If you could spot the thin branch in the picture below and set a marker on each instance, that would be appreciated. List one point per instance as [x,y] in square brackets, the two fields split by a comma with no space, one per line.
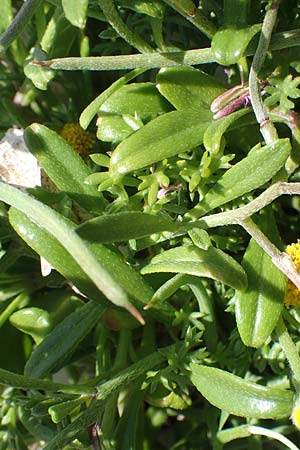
[194,16]
[156,60]
[18,24]
[268,130]
[111,14]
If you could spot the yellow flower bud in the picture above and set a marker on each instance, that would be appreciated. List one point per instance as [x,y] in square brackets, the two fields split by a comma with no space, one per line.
[292,293]
[82,141]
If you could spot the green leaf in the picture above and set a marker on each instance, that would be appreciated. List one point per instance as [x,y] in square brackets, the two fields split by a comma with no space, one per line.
[91,110]
[39,76]
[63,340]
[240,397]
[124,226]
[186,87]
[6,14]
[251,172]
[259,307]
[54,252]
[152,8]
[75,11]
[229,45]
[59,411]
[33,321]
[142,99]
[33,425]
[112,128]
[167,135]
[211,263]
[58,227]
[63,165]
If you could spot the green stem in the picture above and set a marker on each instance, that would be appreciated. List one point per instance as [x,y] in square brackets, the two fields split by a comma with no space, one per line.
[18,24]
[241,216]
[280,259]
[267,128]
[235,216]
[243,431]
[189,11]
[21,300]
[289,349]
[113,17]
[123,62]
[155,60]
[24,382]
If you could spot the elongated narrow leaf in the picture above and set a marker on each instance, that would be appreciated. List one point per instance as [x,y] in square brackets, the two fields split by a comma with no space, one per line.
[142,98]
[228,45]
[259,307]
[211,263]
[124,226]
[240,397]
[91,110]
[256,169]
[47,246]
[186,87]
[163,137]
[75,11]
[63,340]
[63,165]
[58,227]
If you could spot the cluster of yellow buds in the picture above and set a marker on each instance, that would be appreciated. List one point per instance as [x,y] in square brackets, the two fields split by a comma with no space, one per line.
[292,294]
[82,141]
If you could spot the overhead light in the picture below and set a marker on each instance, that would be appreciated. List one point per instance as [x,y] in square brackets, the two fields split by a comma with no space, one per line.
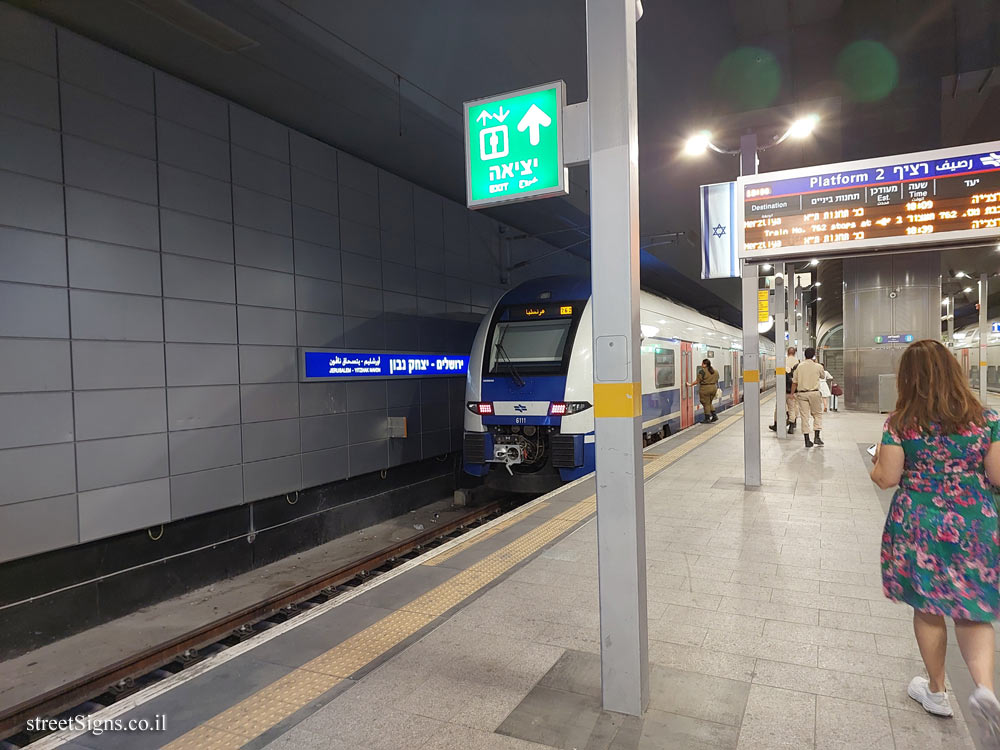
[697,144]
[803,127]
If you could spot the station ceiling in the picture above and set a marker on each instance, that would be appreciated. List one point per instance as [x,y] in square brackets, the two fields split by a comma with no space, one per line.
[385,80]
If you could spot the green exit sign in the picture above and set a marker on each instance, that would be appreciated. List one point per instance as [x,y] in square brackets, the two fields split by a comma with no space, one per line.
[514,148]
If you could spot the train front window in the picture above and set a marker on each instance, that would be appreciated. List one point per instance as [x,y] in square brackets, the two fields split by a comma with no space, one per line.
[535,345]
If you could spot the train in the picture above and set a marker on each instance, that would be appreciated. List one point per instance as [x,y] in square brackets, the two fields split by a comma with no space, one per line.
[966,348]
[529,422]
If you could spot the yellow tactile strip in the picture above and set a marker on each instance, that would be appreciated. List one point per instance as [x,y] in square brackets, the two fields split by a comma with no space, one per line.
[253,716]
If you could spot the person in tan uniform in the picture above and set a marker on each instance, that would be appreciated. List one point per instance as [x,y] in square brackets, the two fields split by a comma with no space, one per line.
[805,386]
[791,403]
[708,383]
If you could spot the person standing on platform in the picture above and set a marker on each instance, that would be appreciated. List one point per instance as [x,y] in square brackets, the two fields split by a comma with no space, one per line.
[805,386]
[791,405]
[940,546]
[708,383]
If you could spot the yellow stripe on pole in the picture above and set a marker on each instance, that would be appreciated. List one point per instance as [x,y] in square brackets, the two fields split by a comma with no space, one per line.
[617,399]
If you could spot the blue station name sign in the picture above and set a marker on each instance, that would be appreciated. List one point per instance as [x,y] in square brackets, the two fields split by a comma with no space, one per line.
[328,364]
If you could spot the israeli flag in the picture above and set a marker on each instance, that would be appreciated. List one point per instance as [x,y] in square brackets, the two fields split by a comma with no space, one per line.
[718,231]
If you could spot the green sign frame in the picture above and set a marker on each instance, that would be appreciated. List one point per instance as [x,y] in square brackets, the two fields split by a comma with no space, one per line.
[517,159]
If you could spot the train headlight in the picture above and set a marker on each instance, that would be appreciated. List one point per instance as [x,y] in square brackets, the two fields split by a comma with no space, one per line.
[565,408]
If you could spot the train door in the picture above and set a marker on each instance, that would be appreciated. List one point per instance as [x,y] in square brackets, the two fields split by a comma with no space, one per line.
[687,394]
[736,377]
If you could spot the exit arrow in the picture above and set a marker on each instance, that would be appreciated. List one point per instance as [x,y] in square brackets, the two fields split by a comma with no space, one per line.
[532,120]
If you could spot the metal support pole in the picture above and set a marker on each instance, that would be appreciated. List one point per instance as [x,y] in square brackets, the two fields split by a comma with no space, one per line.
[751,342]
[614,254]
[984,333]
[779,351]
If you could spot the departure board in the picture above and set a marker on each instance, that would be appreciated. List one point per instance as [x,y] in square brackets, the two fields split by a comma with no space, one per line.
[944,196]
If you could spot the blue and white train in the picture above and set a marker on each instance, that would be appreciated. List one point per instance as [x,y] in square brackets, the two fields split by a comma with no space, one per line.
[530,388]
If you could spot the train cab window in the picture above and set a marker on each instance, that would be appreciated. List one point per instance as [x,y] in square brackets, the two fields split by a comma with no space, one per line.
[664,368]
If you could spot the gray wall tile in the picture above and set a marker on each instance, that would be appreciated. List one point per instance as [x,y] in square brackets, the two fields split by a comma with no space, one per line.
[309,189]
[312,155]
[106,121]
[35,419]
[192,150]
[264,288]
[115,510]
[268,364]
[362,271]
[191,106]
[270,439]
[187,278]
[102,70]
[202,364]
[123,317]
[315,226]
[38,526]
[32,365]
[315,260]
[207,406]
[273,477]
[96,265]
[30,203]
[197,236]
[94,216]
[361,239]
[320,467]
[259,211]
[204,491]
[40,471]
[261,173]
[318,399]
[316,295]
[263,325]
[266,402]
[195,193]
[318,329]
[357,174]
[197,450]
[199,322]
[35,258]
[258,133]
[114,364]
[27,39]
[263,250]
[29,149]
[323,432]
[105,463]
[29,95]
[103,414]
[109,170]
[33,311]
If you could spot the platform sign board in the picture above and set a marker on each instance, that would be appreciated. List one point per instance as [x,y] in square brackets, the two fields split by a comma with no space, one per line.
[934,197]
[514,146]
[331,364]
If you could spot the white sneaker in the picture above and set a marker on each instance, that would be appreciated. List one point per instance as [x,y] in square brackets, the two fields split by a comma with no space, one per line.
[933,703]
[986,708]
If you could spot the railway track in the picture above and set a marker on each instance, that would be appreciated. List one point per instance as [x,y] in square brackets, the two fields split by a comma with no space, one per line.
[113,682]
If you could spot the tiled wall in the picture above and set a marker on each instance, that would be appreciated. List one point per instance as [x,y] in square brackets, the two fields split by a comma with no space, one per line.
[162,254]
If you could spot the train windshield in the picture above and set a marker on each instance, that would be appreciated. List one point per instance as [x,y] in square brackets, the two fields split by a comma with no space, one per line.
[531,345]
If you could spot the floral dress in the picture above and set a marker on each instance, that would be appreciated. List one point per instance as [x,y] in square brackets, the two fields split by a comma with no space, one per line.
[940,549]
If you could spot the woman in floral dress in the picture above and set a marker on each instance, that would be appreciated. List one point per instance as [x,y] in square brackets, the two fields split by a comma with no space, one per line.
[940,546]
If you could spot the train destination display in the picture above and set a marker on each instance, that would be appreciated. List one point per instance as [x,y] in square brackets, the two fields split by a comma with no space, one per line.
[941,196]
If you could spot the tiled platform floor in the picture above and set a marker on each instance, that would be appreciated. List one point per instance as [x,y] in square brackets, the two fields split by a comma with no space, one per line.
[767,627]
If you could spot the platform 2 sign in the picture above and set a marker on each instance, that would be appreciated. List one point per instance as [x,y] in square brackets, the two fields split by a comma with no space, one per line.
[944,196]
[327,364]
[514,148]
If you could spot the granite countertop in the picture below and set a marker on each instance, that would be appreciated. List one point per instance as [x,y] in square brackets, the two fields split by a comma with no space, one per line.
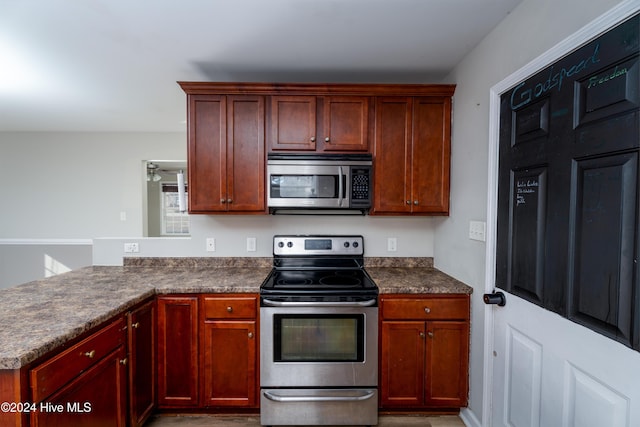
[39,316]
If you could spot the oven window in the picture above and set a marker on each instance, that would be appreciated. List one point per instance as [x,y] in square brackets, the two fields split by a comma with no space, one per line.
[318,338]
[304,186]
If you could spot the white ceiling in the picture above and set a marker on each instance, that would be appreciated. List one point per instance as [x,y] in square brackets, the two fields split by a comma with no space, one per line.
[112,65]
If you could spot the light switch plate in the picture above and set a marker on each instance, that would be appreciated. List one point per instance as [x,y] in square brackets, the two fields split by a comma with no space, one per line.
[130,248]
[477,230]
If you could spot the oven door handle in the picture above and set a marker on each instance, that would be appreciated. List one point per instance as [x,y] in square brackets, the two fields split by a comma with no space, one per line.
[340,186]
[272,303]
[277,398]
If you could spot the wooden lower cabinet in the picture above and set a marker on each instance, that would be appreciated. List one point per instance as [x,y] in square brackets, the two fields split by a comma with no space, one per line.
[141,324]
[84,385]
[230,350]
[207,351]
[177,354]
[424,351]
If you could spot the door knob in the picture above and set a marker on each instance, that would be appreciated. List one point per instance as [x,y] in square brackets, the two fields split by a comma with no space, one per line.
[495,298]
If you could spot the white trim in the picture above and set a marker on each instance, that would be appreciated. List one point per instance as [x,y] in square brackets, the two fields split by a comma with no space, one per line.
[46,241]
[595,28]
[469,418]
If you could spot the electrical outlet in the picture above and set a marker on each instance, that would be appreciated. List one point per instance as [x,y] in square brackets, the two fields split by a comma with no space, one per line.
[477,230]
[130,248]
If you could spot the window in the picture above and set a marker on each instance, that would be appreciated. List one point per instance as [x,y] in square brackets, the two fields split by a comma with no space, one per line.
[174,222]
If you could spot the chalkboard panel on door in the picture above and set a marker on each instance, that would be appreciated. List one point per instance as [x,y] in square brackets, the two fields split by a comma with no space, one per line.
[568,235]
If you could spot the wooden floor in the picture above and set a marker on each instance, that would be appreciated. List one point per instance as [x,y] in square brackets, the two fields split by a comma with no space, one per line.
[254,421]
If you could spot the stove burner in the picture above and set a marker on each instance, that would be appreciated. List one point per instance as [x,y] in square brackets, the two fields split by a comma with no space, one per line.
[300,281]
[341,280]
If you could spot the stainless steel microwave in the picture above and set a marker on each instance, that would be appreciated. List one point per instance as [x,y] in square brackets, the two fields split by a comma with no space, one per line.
[318,182]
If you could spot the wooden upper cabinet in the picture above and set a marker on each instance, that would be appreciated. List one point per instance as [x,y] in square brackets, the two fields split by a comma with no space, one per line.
[406,127]
[319,123]
[293,123]
[226,154]
[412,155]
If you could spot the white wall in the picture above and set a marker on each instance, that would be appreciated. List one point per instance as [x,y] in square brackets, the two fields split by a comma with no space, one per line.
[75,185]
[532,28]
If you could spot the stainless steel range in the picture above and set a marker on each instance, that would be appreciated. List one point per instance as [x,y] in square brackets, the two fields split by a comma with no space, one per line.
[318,334]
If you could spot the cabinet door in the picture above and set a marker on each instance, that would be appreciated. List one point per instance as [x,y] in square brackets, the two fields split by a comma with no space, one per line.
[447,364]
[345,123]
[431,155]
[230,349]
[94,399]
[402,364]
[293,123]
[207,153]
[142,372]
[245,154]
[392,147]
[177,351]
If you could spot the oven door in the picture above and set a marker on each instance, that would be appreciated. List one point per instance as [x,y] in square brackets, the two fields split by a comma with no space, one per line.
[319,345]
[310,185]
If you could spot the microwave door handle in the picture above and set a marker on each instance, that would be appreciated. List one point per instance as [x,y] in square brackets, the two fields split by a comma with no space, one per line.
[340,186]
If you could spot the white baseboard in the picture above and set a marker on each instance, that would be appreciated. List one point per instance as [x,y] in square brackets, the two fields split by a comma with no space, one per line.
[469,418]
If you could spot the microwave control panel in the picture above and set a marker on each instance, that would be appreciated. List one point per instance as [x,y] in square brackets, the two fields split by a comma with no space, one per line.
[360,186]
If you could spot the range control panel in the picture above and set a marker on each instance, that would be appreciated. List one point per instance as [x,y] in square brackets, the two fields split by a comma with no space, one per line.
[297,245]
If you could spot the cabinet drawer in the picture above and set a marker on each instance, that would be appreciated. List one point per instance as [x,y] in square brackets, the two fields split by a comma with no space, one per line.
[230,307]
[59,370]
[426,308]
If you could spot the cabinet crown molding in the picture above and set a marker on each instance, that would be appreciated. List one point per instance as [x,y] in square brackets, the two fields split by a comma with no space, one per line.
[231,88]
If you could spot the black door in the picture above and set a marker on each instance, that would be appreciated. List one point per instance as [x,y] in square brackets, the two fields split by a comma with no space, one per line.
[568,201]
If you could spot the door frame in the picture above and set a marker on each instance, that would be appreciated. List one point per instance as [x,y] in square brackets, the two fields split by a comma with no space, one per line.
[595,28]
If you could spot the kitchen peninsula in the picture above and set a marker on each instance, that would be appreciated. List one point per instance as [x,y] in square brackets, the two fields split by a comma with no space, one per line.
[43,323]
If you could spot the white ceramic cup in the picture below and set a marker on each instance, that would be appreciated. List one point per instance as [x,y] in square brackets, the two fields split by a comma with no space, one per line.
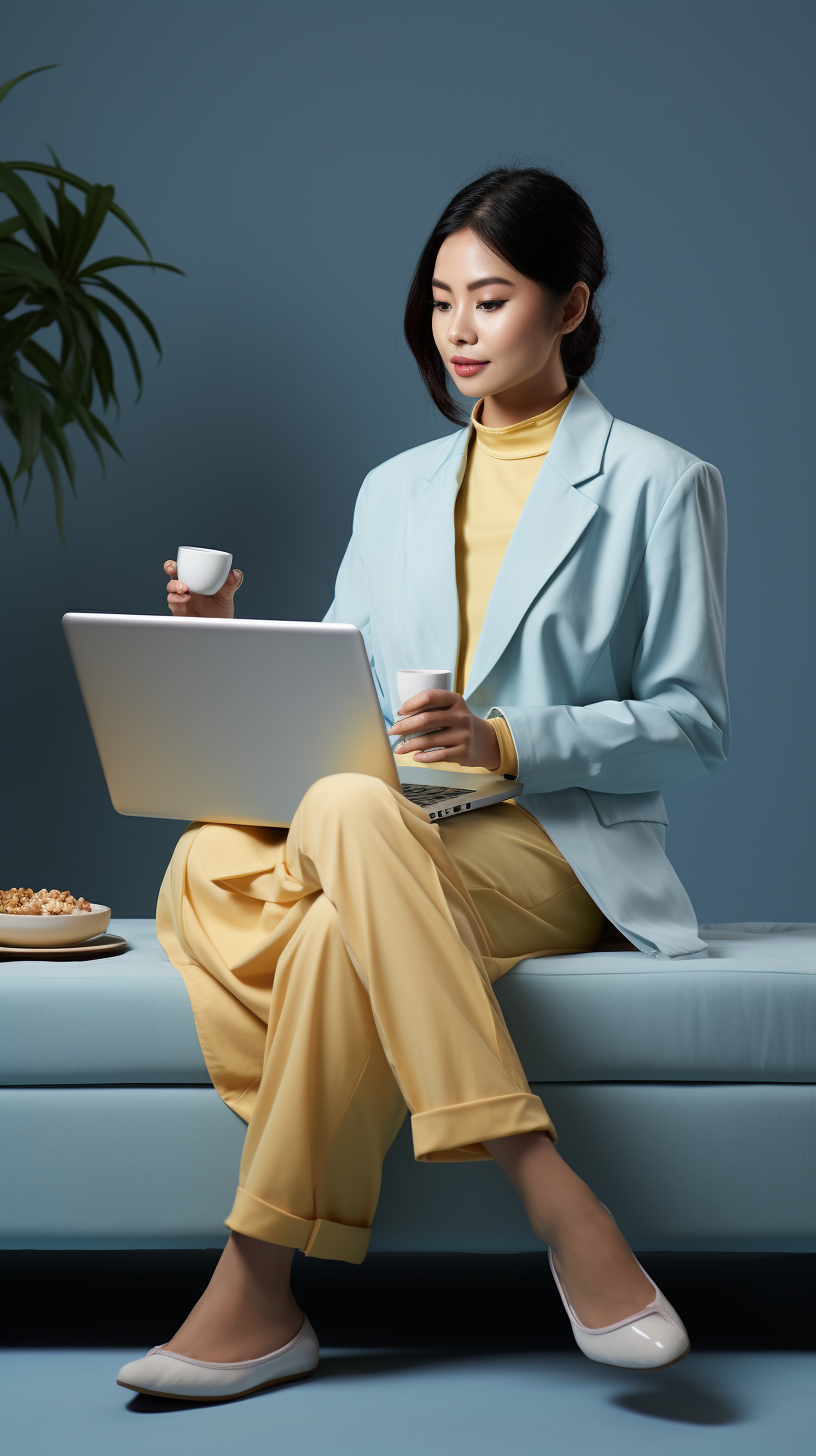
[414,680]
[201,570]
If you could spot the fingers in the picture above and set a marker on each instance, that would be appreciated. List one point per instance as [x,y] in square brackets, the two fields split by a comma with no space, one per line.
[178,597]
[432,741]
[230,586]
[434,698]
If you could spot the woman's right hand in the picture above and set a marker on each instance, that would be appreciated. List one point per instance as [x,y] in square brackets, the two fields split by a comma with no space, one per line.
[185,603]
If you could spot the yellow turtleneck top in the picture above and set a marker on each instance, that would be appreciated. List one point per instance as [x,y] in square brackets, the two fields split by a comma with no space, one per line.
[499,476]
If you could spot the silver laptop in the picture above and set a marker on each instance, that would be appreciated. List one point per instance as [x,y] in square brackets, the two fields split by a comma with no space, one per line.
[230,722]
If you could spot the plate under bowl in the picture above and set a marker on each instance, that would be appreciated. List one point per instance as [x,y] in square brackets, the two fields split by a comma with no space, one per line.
[53,929]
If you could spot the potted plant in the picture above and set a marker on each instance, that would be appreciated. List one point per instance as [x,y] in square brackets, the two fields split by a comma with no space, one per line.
[45,281]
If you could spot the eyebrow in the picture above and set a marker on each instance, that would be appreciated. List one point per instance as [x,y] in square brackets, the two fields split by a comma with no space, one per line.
[481,283]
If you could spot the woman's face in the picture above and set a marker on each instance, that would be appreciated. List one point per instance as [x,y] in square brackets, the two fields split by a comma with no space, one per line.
[497,331]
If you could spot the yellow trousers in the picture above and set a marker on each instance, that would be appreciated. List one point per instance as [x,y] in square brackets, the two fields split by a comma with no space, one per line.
[341,973]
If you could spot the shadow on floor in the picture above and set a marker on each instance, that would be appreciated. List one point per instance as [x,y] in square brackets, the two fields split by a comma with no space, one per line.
[685,1404]
[407,1302]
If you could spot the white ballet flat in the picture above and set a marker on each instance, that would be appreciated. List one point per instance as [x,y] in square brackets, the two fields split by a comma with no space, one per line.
[650,1340]
[178,1378]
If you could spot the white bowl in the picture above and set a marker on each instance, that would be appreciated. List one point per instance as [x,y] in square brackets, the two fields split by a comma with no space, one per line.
[42,931]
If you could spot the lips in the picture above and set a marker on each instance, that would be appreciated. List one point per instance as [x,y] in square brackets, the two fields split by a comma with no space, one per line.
[465,367]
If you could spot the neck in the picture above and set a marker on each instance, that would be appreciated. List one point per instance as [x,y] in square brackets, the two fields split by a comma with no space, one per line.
[523,401]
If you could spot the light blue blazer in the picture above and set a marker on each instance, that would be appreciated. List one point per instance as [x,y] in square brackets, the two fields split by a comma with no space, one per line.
[603,642]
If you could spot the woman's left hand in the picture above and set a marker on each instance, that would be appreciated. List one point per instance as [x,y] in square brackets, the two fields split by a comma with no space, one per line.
[455,734]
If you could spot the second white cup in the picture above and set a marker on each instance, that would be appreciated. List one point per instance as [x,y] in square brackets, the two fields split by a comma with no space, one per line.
[413,680]
[201,570]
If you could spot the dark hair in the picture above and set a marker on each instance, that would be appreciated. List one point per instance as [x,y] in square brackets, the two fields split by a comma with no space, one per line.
-------
THE PROBLEM. Everything from the line with "If you could spot the woman's left" to the end of the listing above needs to be duplicated exactly, both end lines included, with nothing more.

EXERCISE SOLUTION.
If you could spot the woman's left hand in the picture above and set a marker on each instance, that would be appreciated. List one point per instance as [x,y] in square brackets, the two fields split by a comma with no space, one per line.
[455,734]
If you could spot the second white cup in the picture above and set a marker on each instance, that would be appreciated. List one point per instance as [x,y] in square brackets, the two fields split by a comma with no space, one per line.
[413,680]
[201,570]
If you could spot the dark hair in the picture above and set a marker on each instance, that would be appreciated. List one point per instance as [x,y] in square brackets, the two fields split by a comma with no space, one per line.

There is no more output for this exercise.